## Directive
Find each line in the rows below that has the word "shorts" in it, and copy those lines out in full.
+---+
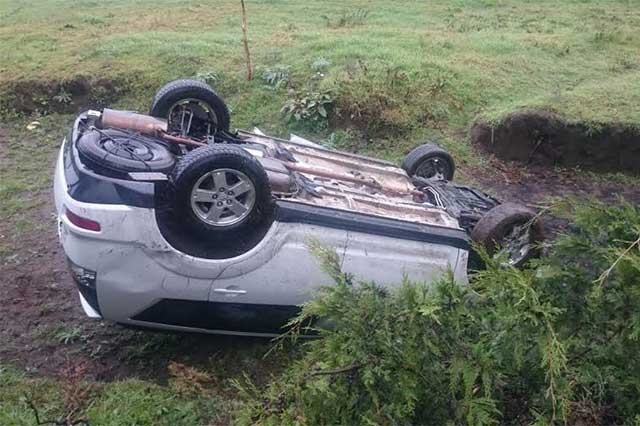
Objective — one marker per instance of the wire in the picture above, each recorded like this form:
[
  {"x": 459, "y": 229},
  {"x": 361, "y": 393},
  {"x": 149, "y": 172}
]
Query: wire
[{"x": 120, "y": 143}]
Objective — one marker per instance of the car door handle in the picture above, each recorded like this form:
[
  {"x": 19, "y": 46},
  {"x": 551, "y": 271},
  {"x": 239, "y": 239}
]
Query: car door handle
[{"x": 228, "y": 291}]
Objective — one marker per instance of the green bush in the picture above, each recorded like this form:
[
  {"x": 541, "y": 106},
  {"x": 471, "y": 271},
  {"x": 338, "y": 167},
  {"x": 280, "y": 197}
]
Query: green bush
[{"x": 554, "y": 343}]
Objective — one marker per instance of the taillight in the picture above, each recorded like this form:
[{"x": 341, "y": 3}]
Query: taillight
[{"x": 82, "y": 222}]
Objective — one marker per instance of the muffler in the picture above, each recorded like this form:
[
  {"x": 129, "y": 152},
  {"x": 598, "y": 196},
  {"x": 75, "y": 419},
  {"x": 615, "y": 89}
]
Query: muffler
[{"x": 144, "y": 124}]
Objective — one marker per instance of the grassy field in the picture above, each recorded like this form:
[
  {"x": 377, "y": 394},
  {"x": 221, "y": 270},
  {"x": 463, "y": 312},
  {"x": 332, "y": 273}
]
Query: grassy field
[
  {"x": 395, "y": 71},
  {"x": 488, "y": 57}
]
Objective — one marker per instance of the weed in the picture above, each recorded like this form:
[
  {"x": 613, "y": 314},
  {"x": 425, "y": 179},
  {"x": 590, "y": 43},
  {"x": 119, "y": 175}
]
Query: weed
[
  {"x": 189, "y": 382},
  {"x": 277, "y": 77},
  {"x": 310, "y": 107},
  {"x": 347, "y": 19},
  {"x": 63, "y": 97},
  {"x": 210, "y": 77},
  {"x": 68, "y": 335}
]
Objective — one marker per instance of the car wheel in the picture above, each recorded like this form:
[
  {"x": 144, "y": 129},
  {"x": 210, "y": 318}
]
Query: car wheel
[
  {"x": 192, "y": 109},
  {"x": 512, "y": 228},
  {"x": 124, "y": 152},
  {"x": 429, "y": 161},
  {"x": 222, "y": 191}
]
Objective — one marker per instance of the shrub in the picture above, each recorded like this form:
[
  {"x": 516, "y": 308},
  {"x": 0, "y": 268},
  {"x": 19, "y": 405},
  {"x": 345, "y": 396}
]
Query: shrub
[
  {"x": 277, "y": 76},
  {"x": 556, "y": 342},
  {"x": 311, "y": 107},
  {"x": 385, "y": 99}
]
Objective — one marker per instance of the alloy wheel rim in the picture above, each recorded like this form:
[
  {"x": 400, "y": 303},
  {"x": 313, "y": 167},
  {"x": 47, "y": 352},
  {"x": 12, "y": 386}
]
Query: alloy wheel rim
[
  {"x": 433, "y": 169},
  {"x": 223, "y": 197}
]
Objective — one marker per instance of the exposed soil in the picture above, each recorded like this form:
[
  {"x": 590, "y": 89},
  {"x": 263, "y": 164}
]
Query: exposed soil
[
  {"x": 70, "y": 96},
  {"x": 541, "y": 138},
  {"x": 43, "y": 327}
]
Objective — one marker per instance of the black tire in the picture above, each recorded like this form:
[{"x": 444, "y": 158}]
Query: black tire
[
  {"x": 421, "y": 159},
  {"x": 179, "y": 90},
  {"x": 195, "y": 166},
  {"x": 492, "y": 229},
  {"x": 121, "y": 151}
]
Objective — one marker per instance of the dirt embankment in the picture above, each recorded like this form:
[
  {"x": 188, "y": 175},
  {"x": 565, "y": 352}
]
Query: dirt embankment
[
  {"x": 542, "y": 138},
  {"x": 69, "y": 96}
]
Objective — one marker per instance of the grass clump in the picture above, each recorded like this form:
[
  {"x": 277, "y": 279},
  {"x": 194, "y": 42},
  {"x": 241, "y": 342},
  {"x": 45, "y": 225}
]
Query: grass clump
[
  {"x": 128, "y": 402},
  {"x": 554, "y": 343},
  {"x": 385, "y": 99}
]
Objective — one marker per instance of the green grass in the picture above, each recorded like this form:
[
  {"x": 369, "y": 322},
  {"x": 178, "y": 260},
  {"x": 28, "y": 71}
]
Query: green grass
[
  {"x": 127, "y": 402},
  {"x": 577, "y": 57}
]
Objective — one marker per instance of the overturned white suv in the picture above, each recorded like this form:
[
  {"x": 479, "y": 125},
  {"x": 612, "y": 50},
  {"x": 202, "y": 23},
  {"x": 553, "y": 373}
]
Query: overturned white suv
[{"x": 169, "y": 220}]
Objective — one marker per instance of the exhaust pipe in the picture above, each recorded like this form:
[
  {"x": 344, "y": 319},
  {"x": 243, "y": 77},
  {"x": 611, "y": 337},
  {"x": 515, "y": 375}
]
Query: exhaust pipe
[
  {"x": 132, "y": 121},
  {"x": 141, "y": 123}
]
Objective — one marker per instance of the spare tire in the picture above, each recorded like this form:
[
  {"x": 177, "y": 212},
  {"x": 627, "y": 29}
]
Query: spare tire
[
  {"x": 222, "y": 194},
  {"x": 121, "y": 151},
  {"x": 429, "y": 161},
  {"x": 192, "y": 109},
  {"x": 510, "y": 227}
]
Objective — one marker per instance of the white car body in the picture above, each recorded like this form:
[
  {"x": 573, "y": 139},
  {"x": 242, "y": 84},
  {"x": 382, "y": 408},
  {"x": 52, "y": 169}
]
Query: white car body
[{"x": 141, "y": 280}]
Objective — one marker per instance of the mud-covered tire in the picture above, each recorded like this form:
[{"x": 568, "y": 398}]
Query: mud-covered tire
[
  {"x": 497, "y": 224},
  {"x": 193, "y": 171},
  {"x": 178, "y": 90},
  {"x": 423, "y": 158},
  {"x": 122, "y": 152}
]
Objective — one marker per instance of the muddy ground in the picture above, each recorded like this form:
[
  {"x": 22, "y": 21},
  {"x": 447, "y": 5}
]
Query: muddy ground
[{"x": 44, "y": 329}]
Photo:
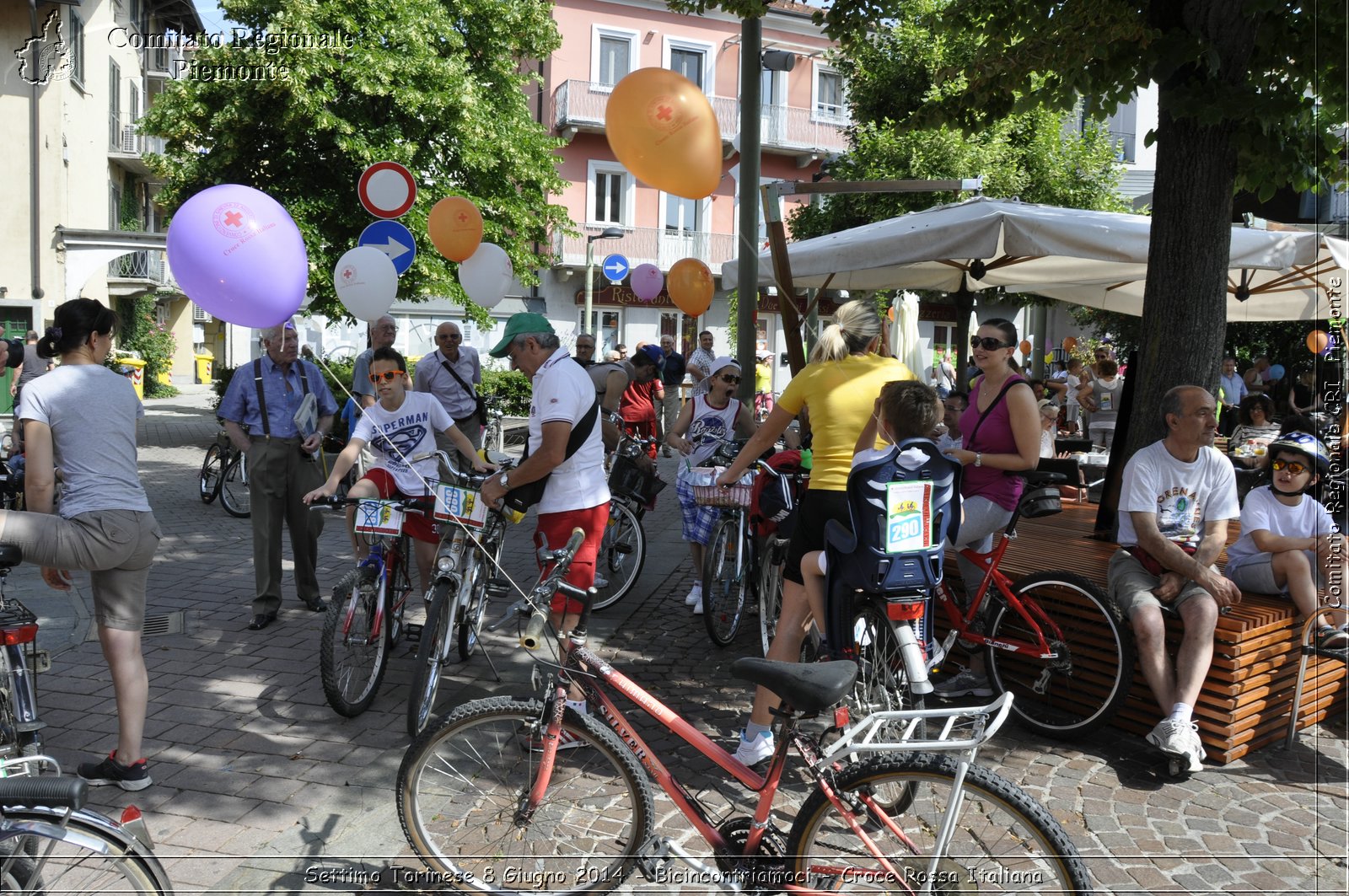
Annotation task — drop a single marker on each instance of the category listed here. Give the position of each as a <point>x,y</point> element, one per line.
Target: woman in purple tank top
<point>1002,429</point>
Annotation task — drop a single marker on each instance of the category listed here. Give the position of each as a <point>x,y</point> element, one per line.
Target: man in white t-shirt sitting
<point>1177,498</point>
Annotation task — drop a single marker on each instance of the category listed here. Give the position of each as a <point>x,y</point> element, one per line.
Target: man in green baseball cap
<point>519,325</point>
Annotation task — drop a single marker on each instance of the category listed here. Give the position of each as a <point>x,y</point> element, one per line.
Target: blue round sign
<point>615,267</point>
<point>395,240</point>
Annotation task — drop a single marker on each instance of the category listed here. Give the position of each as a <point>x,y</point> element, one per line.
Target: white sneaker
<point>965,684</point>
<point>1180,741</point>
<point>757,750</point>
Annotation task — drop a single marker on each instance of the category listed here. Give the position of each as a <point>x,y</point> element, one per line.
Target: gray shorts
<point>116,547</point>
<point>1131,587</point>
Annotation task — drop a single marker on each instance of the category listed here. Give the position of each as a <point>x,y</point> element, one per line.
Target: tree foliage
<point>442,87</point>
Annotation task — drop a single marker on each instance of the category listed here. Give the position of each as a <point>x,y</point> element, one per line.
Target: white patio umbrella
<point>1022,246</point>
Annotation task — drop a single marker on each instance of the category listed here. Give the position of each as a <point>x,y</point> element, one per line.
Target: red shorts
<point>417,525</point>
<point>557,529</point>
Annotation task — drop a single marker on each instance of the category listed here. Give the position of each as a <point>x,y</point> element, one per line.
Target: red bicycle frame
<point>1029,610</point>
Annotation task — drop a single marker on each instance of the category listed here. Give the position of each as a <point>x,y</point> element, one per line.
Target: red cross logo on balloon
<point>231,219</point>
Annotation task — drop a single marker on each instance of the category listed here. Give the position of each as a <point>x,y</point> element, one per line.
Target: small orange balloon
<point>690,285</point>
<point>663,130</point>
<point>455,227</point>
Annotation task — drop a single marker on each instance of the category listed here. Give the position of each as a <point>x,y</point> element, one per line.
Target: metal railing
<point>583,103</point>
<point>651,246</point>
<point>125,137</point>
<point>145,265</point>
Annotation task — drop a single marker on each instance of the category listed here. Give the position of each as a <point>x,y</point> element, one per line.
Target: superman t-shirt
<point>397,436</point>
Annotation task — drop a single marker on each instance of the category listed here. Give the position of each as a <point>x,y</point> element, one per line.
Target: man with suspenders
<point>258,409</point>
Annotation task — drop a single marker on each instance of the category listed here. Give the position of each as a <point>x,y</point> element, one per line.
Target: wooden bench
<point>1247,696</point>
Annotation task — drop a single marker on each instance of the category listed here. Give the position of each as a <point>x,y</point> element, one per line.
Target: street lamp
<point>607,233</point>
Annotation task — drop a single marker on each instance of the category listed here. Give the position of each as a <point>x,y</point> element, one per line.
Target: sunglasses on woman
<point>988,343</point>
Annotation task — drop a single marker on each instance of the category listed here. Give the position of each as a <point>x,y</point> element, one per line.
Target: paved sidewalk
<point>262,788</point>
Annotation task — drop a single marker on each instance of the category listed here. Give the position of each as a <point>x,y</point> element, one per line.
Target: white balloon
<point>366,282</point>
<point>486,274</point>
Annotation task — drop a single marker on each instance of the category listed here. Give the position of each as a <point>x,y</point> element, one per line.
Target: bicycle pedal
<point>653,856</point>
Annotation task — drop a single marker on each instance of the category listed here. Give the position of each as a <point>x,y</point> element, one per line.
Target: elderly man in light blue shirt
<point>1232,389</point>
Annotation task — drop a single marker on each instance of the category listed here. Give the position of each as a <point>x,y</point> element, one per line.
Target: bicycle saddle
<point>809,687</point>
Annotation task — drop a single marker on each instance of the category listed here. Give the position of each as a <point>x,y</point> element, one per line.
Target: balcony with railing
<point>127,146</point>
<point>649,246</point>
<point>579,105</point>
<point>139,271</point>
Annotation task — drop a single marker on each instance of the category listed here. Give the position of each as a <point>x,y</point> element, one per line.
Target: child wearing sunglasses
<point>1288,540</point>
<point>400,426</point>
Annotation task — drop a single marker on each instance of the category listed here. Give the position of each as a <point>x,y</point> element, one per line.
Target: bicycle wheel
<point>726,581</point>
<point>482,567</point>
<point>354,653</point>
<point>771,588</point>
<point>1083,686</point>
<point>621,555</point>
<point>1002,842</point>
<point>883,682</point>
<point>234,487</point>
<point>432,649</point>
<point>72,869</point>
<point>460,788</point>
<point>211,474</point>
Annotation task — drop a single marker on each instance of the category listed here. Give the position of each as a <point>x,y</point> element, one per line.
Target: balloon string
<point>427,485</point>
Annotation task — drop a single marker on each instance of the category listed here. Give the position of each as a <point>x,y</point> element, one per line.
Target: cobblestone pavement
<point>261,787</point>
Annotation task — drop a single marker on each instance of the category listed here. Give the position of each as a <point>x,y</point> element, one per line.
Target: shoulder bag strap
<point>458,378</point>
<point>262,400</point>
<point>989,409</point>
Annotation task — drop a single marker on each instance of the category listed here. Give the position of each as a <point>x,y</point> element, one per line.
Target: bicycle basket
<point>708,494</point>
<point>631,480</point>
<point>1040,502</point>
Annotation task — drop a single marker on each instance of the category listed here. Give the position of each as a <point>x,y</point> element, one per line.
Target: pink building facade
<point>802,121</point>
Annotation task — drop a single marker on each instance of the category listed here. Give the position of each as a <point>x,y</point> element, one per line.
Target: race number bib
<point>908,517</point>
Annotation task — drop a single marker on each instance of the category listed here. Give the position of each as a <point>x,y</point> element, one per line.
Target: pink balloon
<point>648,282</point>
<point>239,255</point>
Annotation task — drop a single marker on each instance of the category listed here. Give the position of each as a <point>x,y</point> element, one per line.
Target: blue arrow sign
<point>615,267</point>
<point>395,240</point>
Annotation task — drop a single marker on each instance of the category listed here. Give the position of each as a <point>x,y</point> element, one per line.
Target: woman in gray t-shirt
<point>81,417</point>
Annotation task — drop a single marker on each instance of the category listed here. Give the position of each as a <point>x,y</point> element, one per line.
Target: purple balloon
<point>648,282</point>
<point>239,255</point>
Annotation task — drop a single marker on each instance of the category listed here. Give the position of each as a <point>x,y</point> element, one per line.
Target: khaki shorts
<point>1131,587</point>
<point>116,547</point>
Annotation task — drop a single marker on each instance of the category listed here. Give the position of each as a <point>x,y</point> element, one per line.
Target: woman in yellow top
<point>840,388</point>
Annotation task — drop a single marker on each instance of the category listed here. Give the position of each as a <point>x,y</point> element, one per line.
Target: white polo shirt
<point>563,392</point>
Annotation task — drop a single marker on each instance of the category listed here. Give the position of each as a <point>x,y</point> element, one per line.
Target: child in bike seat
<point>398,427</point>
<point>906,409</point>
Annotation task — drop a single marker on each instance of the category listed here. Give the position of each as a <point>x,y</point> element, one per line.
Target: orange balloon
<point>455,227</point>
<point>690,285</point>
<point>663,130</point>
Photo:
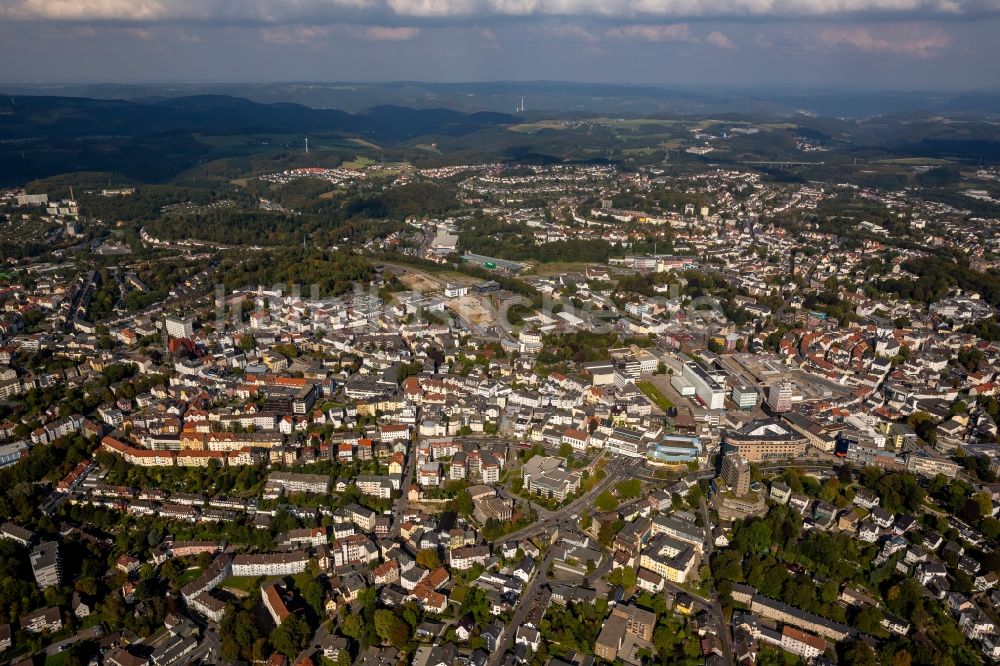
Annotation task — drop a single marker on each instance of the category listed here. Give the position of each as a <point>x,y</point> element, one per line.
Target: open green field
<point>655,395</point>
<point>914,161</point>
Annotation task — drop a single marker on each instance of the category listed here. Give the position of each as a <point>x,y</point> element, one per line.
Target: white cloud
<point>382,33</point>
<point>676,32</point>
<point>906,40</point>
<point>333,11</point>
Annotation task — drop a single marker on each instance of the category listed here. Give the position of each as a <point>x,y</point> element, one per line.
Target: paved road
<point>82,635</point>
<point>399,507</point>
<point>524,605</point>
<point>616,470</point>
<point>716,607</point>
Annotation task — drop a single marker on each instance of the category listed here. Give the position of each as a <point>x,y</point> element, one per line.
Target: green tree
<point>351,627</point>
<point>428,558</point>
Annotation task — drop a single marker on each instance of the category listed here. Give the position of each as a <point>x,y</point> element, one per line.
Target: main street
<point>716,608</point>
<point>524,605</point>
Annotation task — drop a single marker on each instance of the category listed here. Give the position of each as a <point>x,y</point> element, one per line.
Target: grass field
<point>655,395</point>
<point>359,162</point>
<point>914,161</point>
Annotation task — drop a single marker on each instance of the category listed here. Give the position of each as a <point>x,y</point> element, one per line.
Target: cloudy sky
<point>888,44</point>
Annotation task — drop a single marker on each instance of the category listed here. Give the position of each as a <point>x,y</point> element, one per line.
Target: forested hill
<point>36,117</point>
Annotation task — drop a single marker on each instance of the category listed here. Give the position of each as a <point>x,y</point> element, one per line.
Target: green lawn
<point>655,395</point>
+---+
## Result of the task
Target: gray shorts
Target: red shorts
Target: khaki shorts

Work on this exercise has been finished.